DIRECTION: Extract, word for word, the entries below from their very first line through the line containing "22], [64, 20]]", including that line, and leave the pictures out of your reproduction.

Region annotation entries
- - - -

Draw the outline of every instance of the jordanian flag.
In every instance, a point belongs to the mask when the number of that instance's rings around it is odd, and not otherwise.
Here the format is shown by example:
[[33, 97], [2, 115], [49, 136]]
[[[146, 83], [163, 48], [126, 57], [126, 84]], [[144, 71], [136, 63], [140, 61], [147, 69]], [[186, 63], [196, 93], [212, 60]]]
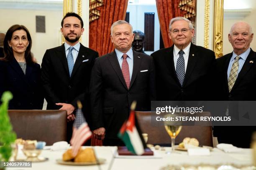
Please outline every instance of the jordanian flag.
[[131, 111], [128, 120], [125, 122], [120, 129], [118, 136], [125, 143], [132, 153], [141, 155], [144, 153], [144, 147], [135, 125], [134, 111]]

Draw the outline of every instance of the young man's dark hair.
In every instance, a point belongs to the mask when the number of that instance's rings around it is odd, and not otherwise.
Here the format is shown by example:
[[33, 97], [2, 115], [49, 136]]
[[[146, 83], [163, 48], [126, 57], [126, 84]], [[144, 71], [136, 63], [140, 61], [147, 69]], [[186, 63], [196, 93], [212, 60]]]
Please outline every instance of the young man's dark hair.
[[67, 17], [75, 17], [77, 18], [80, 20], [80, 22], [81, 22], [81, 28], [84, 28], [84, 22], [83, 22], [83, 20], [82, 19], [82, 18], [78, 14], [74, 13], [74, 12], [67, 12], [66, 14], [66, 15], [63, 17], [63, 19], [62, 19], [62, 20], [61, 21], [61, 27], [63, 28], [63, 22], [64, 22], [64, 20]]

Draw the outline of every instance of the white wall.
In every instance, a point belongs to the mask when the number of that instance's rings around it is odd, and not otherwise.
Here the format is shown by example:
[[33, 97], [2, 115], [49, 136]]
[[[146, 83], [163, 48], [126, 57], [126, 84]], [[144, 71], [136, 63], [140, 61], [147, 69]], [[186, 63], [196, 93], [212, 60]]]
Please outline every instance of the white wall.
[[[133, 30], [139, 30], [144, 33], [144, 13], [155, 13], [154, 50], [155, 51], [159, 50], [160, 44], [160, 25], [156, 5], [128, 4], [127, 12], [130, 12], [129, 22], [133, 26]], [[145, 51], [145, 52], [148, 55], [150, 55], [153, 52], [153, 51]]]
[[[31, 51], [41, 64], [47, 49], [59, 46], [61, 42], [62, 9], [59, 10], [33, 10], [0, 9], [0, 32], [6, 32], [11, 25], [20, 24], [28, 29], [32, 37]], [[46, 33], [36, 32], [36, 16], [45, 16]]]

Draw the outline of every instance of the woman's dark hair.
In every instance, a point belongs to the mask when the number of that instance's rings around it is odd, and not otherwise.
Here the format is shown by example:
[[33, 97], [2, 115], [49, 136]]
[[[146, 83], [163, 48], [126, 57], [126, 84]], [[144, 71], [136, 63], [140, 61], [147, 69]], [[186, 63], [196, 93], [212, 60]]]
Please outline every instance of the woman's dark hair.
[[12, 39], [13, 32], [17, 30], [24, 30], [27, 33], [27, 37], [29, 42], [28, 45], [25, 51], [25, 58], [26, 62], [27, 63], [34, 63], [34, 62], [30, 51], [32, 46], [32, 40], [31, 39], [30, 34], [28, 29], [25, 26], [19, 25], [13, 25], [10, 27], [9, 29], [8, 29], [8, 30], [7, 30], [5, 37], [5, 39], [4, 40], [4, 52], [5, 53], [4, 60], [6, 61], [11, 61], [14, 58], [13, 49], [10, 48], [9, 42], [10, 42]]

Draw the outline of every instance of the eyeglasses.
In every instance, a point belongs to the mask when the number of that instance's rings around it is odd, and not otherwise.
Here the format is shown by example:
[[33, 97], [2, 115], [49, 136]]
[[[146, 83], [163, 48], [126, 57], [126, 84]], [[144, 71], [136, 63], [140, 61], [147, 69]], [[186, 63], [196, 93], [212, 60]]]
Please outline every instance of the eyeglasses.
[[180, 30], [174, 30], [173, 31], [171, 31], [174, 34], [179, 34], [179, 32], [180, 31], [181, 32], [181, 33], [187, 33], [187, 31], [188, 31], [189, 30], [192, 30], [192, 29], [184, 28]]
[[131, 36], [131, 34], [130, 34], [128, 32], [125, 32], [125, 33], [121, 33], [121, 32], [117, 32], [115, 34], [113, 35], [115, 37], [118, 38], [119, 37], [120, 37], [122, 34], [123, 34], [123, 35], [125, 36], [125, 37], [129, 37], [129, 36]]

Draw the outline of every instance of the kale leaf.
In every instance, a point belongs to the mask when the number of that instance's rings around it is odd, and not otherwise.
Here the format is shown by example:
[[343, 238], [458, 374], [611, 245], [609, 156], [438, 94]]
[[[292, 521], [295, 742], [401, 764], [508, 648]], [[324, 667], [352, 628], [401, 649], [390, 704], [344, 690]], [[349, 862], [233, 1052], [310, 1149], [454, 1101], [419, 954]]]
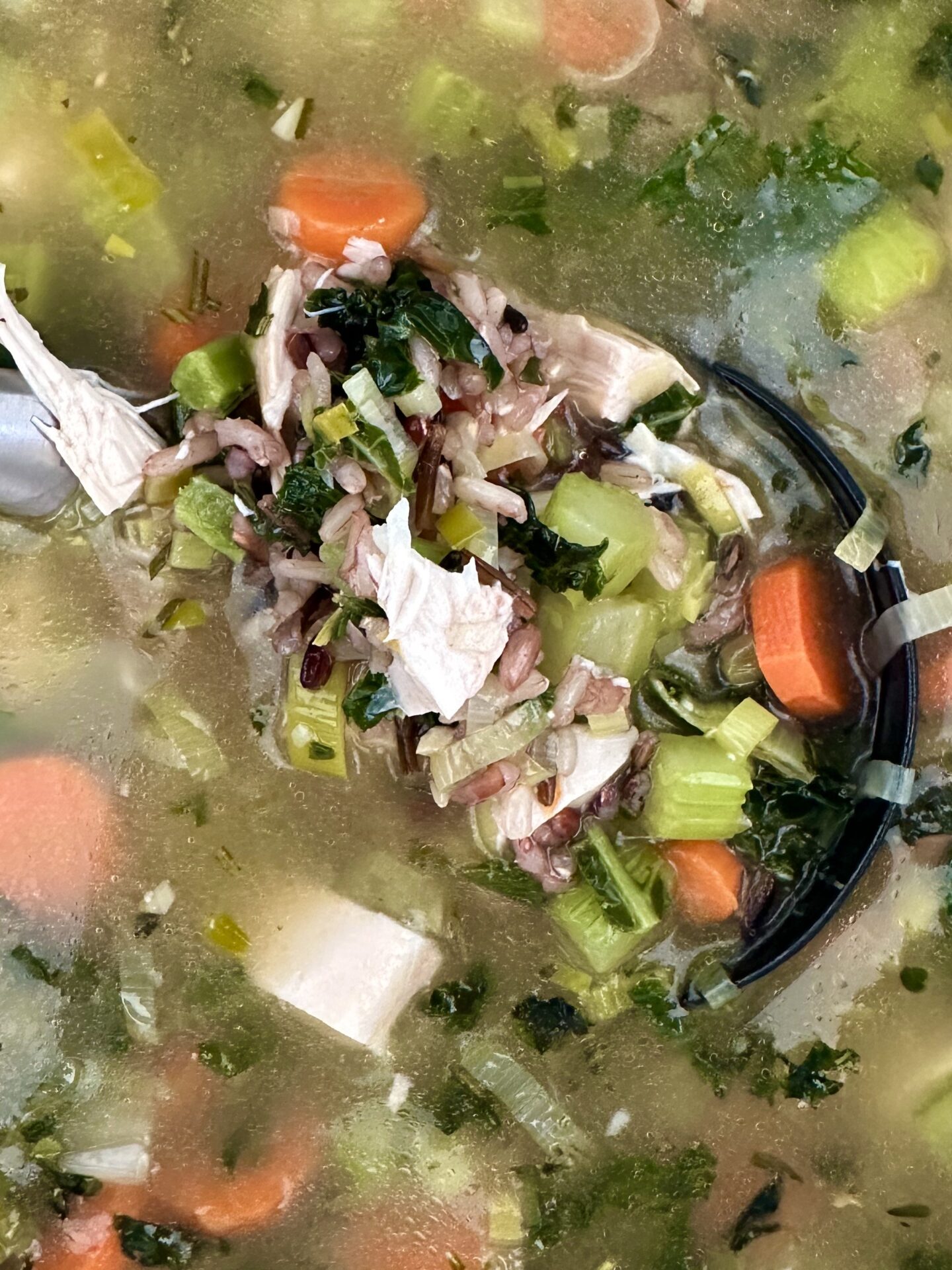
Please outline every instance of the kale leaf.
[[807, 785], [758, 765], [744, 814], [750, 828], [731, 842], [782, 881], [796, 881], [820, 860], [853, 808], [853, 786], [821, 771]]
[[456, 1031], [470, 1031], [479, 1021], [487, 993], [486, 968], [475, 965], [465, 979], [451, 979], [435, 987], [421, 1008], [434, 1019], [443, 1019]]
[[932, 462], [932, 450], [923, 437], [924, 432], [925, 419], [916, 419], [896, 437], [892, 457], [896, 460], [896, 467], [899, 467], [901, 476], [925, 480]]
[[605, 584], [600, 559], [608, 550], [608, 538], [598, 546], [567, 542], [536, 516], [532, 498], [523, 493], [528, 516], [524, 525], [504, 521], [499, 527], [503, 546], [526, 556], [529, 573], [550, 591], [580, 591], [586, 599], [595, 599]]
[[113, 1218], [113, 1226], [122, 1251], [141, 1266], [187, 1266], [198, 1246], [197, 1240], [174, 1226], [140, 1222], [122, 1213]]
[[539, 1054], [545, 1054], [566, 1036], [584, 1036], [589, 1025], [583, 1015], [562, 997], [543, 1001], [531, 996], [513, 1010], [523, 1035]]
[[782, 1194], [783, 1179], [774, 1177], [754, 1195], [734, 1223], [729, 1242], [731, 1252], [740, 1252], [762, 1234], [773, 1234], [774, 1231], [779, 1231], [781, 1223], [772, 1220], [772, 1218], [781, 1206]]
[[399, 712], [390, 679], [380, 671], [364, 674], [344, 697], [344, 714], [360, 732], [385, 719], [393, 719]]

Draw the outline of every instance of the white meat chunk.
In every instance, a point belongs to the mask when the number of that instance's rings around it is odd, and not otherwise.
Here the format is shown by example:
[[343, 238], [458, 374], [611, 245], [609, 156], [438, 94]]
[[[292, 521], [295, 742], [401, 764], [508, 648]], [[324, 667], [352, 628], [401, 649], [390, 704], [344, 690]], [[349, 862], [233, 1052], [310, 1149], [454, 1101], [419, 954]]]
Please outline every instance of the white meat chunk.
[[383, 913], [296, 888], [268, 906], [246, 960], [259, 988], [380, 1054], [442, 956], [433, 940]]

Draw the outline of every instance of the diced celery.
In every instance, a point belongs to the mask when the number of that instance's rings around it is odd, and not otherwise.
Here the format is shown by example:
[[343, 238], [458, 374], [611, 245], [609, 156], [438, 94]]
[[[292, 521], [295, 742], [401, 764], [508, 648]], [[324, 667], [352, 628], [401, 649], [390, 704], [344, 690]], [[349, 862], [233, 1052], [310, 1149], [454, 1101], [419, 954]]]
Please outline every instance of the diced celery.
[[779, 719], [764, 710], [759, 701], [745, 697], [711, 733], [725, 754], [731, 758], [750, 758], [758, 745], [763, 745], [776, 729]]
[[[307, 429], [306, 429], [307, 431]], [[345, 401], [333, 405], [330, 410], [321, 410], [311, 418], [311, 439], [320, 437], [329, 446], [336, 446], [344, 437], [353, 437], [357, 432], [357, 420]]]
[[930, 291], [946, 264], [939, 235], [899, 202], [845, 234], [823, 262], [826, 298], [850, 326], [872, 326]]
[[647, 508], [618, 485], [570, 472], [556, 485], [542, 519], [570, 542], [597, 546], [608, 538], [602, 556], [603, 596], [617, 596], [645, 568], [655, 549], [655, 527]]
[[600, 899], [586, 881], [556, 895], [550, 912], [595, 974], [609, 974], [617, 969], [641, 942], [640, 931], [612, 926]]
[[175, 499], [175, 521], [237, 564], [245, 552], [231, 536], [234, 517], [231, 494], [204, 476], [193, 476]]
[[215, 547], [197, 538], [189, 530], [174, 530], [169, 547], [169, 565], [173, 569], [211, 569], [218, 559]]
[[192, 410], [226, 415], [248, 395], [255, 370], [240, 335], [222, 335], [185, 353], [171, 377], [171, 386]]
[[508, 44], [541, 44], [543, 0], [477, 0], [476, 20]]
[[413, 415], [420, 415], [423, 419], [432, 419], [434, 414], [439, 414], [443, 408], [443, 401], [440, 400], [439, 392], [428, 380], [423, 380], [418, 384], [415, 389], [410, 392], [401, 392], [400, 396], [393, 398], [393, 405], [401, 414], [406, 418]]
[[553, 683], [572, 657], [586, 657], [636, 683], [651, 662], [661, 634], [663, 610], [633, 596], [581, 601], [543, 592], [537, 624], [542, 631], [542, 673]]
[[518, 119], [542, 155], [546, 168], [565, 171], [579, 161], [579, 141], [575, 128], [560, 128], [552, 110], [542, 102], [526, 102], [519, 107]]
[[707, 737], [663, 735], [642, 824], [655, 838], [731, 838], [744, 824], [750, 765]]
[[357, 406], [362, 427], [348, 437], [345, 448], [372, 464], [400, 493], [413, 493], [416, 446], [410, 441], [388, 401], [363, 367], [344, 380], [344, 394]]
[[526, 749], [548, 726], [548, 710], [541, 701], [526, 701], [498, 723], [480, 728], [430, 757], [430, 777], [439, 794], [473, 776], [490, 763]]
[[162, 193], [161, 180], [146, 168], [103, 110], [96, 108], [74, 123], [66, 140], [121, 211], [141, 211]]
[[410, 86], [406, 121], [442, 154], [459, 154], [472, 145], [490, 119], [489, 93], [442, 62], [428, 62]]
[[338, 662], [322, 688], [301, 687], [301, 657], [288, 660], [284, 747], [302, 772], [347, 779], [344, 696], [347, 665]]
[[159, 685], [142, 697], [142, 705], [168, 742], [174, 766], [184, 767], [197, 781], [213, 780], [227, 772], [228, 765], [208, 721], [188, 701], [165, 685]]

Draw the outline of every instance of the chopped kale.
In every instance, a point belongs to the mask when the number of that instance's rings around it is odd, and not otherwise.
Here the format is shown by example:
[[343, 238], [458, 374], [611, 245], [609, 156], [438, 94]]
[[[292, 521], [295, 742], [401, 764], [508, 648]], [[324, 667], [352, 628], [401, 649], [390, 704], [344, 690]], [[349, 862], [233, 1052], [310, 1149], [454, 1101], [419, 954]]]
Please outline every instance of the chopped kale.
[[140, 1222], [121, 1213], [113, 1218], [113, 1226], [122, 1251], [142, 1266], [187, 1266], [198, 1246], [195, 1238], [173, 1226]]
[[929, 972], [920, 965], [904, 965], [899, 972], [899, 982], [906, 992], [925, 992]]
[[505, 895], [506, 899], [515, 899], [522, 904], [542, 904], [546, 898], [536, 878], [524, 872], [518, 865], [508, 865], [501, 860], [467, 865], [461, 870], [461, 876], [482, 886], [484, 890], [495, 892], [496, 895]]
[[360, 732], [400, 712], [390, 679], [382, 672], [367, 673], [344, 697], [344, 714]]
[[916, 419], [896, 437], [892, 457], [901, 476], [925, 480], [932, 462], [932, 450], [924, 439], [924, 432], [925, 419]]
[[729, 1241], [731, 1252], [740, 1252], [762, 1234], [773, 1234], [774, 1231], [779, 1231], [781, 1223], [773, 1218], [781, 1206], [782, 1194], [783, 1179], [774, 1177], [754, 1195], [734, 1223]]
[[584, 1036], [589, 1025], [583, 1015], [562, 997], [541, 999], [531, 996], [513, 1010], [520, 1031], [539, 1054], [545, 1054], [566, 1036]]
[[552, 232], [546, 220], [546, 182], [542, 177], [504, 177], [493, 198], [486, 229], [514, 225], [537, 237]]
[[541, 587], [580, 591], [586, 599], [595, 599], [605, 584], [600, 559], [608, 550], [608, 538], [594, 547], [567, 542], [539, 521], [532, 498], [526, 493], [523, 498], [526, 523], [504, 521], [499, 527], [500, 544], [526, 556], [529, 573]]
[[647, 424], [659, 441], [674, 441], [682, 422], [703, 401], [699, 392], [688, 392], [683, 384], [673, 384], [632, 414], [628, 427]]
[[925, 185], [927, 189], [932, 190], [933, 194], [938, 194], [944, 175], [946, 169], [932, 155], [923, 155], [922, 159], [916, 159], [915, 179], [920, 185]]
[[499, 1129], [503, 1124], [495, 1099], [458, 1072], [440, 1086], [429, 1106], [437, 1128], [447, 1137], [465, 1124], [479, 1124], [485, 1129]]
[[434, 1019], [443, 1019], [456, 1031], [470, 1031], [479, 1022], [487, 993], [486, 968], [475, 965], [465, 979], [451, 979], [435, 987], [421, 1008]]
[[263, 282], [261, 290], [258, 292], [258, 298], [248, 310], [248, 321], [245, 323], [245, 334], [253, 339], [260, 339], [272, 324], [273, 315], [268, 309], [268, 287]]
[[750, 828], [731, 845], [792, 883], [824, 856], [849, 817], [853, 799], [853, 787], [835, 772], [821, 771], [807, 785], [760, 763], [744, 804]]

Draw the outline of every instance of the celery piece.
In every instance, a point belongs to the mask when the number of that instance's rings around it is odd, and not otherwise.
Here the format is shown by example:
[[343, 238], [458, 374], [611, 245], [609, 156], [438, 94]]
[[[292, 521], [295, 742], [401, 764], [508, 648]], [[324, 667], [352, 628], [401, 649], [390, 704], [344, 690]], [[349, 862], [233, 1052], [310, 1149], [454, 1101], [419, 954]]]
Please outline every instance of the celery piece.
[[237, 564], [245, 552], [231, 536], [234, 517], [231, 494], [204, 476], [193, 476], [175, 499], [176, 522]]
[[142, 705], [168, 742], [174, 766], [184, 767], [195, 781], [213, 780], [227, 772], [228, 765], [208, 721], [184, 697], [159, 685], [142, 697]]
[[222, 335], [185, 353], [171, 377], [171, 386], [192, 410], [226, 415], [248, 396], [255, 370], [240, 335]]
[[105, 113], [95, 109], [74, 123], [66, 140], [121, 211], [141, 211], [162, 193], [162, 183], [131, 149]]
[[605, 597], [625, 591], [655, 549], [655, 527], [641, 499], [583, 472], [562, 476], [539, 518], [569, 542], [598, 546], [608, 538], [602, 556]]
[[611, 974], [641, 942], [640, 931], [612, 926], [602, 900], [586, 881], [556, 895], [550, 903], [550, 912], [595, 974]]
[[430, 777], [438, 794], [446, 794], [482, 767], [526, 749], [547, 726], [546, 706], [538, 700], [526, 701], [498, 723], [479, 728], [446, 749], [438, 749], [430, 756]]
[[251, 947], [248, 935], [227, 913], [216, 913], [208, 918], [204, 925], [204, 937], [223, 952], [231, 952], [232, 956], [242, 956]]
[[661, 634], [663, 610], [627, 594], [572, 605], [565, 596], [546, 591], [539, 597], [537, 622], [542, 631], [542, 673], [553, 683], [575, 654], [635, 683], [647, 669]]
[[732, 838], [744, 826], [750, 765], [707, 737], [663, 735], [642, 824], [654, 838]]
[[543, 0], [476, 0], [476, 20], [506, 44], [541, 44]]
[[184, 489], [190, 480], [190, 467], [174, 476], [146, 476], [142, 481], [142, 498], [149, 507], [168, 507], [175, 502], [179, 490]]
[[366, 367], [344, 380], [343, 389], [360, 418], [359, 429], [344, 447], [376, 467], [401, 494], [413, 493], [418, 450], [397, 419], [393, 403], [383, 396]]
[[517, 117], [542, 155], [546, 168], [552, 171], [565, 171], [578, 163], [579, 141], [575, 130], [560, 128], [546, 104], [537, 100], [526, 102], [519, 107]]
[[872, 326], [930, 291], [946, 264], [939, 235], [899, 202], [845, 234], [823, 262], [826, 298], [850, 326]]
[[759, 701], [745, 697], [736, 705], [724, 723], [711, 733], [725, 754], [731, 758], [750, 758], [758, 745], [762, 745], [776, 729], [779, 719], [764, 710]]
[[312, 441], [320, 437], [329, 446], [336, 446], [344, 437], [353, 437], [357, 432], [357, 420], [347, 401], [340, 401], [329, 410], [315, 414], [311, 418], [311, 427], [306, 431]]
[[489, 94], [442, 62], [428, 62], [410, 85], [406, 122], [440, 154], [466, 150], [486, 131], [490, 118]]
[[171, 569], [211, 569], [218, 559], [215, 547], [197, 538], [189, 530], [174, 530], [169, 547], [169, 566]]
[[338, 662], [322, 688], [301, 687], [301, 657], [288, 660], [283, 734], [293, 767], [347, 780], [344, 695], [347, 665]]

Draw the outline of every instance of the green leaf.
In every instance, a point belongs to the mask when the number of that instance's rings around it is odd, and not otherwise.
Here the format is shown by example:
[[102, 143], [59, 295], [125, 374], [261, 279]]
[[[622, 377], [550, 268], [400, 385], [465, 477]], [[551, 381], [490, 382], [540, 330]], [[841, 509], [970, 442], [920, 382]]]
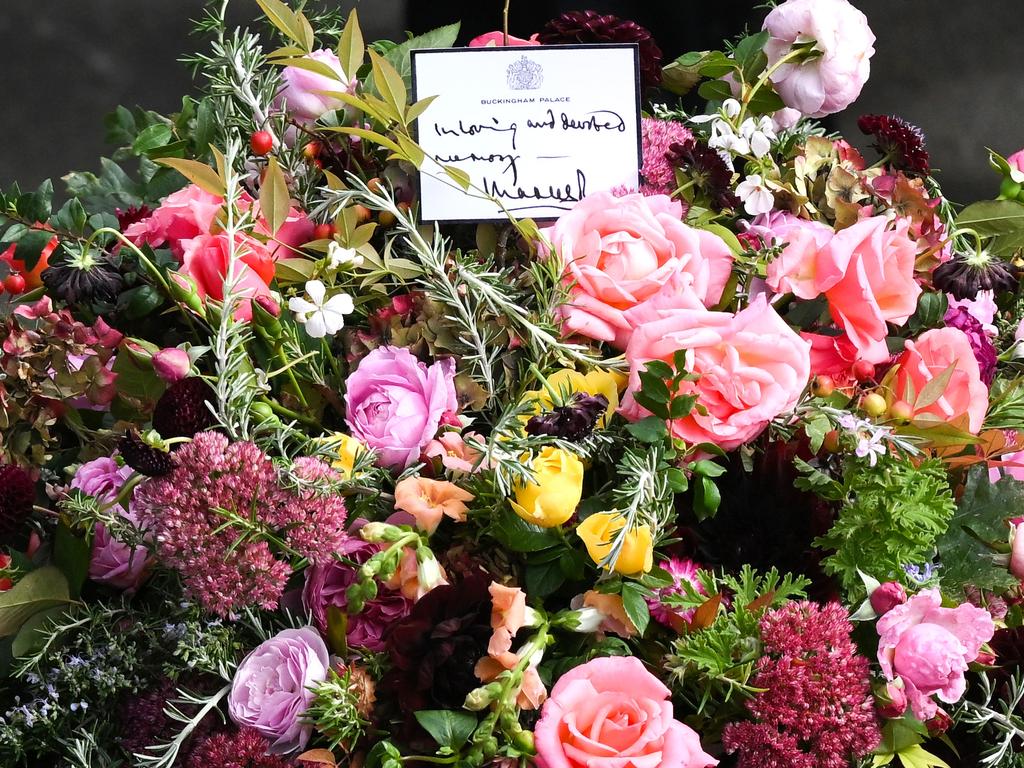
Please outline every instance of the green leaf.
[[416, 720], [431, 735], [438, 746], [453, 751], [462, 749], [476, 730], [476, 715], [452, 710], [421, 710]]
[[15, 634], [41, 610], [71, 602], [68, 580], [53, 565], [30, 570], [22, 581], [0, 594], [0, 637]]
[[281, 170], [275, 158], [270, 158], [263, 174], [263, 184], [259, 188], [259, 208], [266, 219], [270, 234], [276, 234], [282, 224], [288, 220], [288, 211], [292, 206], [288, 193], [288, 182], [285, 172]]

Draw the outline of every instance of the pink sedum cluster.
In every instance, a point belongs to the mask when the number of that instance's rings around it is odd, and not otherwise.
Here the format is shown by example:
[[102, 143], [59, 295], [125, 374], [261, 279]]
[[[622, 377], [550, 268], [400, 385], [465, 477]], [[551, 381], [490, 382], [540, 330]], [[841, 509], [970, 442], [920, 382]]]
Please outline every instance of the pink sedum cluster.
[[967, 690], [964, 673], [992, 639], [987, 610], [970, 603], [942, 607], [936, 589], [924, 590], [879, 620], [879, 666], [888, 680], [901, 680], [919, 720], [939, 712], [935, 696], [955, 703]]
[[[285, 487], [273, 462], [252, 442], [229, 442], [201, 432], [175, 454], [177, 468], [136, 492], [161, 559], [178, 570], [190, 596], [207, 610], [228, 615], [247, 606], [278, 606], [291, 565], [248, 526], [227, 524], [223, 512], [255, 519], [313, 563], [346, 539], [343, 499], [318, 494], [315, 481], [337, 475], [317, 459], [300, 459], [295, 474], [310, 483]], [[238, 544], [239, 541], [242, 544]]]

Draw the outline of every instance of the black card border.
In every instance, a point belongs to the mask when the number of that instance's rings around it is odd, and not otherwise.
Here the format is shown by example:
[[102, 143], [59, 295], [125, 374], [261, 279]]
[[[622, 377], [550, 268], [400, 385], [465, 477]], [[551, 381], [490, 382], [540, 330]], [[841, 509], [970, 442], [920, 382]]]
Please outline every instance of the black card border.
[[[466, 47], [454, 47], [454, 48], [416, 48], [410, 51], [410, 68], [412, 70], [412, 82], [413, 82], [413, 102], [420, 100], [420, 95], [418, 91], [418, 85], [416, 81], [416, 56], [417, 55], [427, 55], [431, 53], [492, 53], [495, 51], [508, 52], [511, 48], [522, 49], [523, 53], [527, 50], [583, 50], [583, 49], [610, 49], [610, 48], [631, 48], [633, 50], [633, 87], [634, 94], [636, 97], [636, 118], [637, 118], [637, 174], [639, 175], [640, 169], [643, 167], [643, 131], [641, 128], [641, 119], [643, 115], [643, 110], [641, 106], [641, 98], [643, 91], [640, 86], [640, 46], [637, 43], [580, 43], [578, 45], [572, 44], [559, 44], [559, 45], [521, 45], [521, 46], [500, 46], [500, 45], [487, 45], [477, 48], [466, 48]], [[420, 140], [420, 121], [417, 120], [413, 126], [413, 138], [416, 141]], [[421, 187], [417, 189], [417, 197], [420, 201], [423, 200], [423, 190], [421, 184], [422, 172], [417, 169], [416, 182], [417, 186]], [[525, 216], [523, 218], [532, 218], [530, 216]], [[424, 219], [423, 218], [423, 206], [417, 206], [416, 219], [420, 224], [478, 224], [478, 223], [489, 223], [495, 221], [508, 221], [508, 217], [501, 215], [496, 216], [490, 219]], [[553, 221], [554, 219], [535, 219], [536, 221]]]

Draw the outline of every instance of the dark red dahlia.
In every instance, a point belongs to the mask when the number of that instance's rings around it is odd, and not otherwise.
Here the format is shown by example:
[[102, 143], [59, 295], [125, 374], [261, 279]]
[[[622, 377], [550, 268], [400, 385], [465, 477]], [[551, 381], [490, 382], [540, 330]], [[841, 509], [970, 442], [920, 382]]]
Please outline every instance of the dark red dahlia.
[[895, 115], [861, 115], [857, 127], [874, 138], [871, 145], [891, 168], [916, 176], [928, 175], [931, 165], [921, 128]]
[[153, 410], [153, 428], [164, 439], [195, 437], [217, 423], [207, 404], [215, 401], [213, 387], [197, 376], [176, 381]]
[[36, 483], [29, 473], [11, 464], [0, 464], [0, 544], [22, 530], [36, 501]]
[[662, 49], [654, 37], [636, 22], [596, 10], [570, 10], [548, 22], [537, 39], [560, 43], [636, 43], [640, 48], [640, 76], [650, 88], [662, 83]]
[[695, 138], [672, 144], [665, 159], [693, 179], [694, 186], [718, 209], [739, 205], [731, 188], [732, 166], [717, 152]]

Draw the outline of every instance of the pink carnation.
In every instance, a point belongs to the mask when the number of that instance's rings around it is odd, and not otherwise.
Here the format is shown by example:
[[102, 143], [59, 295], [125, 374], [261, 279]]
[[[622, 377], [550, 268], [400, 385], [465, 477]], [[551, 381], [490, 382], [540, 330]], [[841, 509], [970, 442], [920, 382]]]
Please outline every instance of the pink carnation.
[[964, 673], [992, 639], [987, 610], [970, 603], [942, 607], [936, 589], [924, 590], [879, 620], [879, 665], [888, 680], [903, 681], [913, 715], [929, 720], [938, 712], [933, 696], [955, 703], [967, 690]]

- - - -

RIGHT ANSWER:
Draw the outline of every instance of the jordanian flag.
In every instance, a point belongs to the mask when the number of that instance's rings around it is odd, and not otherwise.
Here the format is shown by example:
[[33, 97], [2, 115], [49, 136]]
[[[146, 83], [163, 48], [126, 57], [126, 84]], [[144, 71], [136, 63], [140, 61], [147, 69]], [[186, 63], [196, 93], [212, 60]]]
Please outline every instance of the jordanian flag.
[[131, 111], [128, 120], [125, 122], [120, 129], [118, 136], [125, 143], [132, 153], [141, 155], [144, 153], [144, 147], [135, 125], [134, 111]]

Draw the outline of every instance of the young man's dark hair.
In every instance, a point belongs to the mask when the number of that instance's rings around it is odd, and not otherwise.
Here the format is shown by example:
[[33, 97], [2, 115], [49, 136]]
[[[146, 83], [163, 48], [126, 57], [126, 84]], [[144, 71], [136, 63], [140, 61], [147, 69]], [[186, 63], [196, 93], [212, 60]]]
Please outline every instance of the young man's dark hair.
[[67, 17], [75, 17], [77, 18], [80, 20], [80, 22], [81, 22], [81, 28], [84, 28], [84, 22], [83, 22], [83, 20], [82, 19], [82, 18], [78, 14], [74, 13], [74, 12], [67, 12], [66, 14], [66, 15], [63, 17], [63, 19], [62, 19], [62, 20], [61, 21], [61, 27], [63, 28], [63, 22], [64, 22], [64, 20]]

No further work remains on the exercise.